(Beginning of Text shown)

Chat GPT will transform marketing and research and will see many jobs in publishing change, but not necessarily disappear. That was the overall message from Chris Singleton, founder of digital marking blog the Style Factory. He told a packed audience in the Tech Theatre at the London Book Fair that the application was very useful for idea generation and was a potentially very good editing tool. “But I don’t think these jobs are necessarily under threat. It’s more that they will change, and that Chat GPT will become a useful digital assistant.”
He urged publishers to approach it with a “curious and positive mind set. Try it out, play with it, work out the ways it can help your business”.
He began with an explanation of what Chat GPT is. The initials stand for ‘Generative Pre-Trained Transformer’ and said “it can best be thought of as a digital emulation of the human brain. It uses a ‘large language model’ – it is like a giant brain trained on a huge input of data.”
Founded by San Francisco-based OpenAI in November 2022, some of its applications are breath-taking. Before the fair, Singleton asked it to edit Shakespeare’s famous ‘To be or not to be’ soliloquy from Hamlet. It came up with: ‘The big question is whether or not to keep living. It is better to endure the hardships that life throws our way, or to fight against them, and overcome them’. Not quite Shakespeare, but impressive, nonetheless. He also put an opening page of a thriller set in the London Book Fair and it was passable.
“It is very good for generating ideas. When I last looked there were 771 titles on Kindle that listed Chat GPT as an author – and I suspect that figure is higher.”
He explained that search is potentially more efficient with Chat GPT because instead of bringing up links as with Google, “it takes you straight to the answer”.

(End of Text shown)
(Beginning of Exercise data)

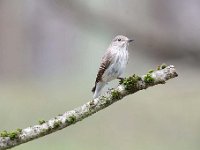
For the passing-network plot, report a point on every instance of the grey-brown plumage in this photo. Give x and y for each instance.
(113, 63)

(End of Exercise data)

#### Task instructions:
1. Answer these from the Chat GPT article:
(a) What do the initials GPT stand for?
(b) How many titles on Kindle listed Chat GPT as an author when Singleton last looked?
(c) In which venue at the London Book Fair did Singleton speak?
2. Transcribe the Chat GPT article from "Founded by San" to "it was passable.".
3. Pick up the Chat GPT article at the point where it stops and keep writing.

#### Answers for the tasks:
1.
(a) Generative Pre-Trained Transformer
(b) 771
(c) The Tech Theatre

2.
Founded by San Francisco-based OpenAI in November 2022, some of its applications are breath-taking. Before the fair, Singleton asked it to edit Shakespeare’s famous ‘To be or not to be’ soliloquy from Hamlet. It came up with: ‘The big question is whether or not to keep living. It is better to endure the hardships that life throws our way, or to fight against them, and overcome them’. Not quite Shakespeare, but impressive, nonetheless. He also put an opening page of a thriller set in the London Book Fair and it was passable.

3.
But he warned of the dangers too. “This has all happened very quickly and arguably it’s a digital revolution that we’re not ready for yet. There are serious questions over accuracy. Chat GPT uses data before September 2021, so anything after that can be poor. And while it can produce information very quickly, that information needs checking”.
He also said it is not good at understanding context and that “you have to be precise about what you ask. There is a lack of attribution regarding sources too.” Most worrying of all is concern over fake news and the implications for education. “We’ve all read about universities receiving essays that are written by Chat GPT and some educational institutions are now moving away from essays as a learning requirement now.”
Singleton said that one of the problems was the speed with which AI is developing. “We don’t have a regulatory framework yet, and all the tech companies are now racing to launch their own versions. Google issued an internal ‘code red’ when Chat GPT launched, and they will follow suit with their answer”.
The interest in technological developments like AI and TikTok could be seen by the standing room only events the book fair’s Tech Theatre. It was reassuring that it seems both platforms are only as good as the human input behind them.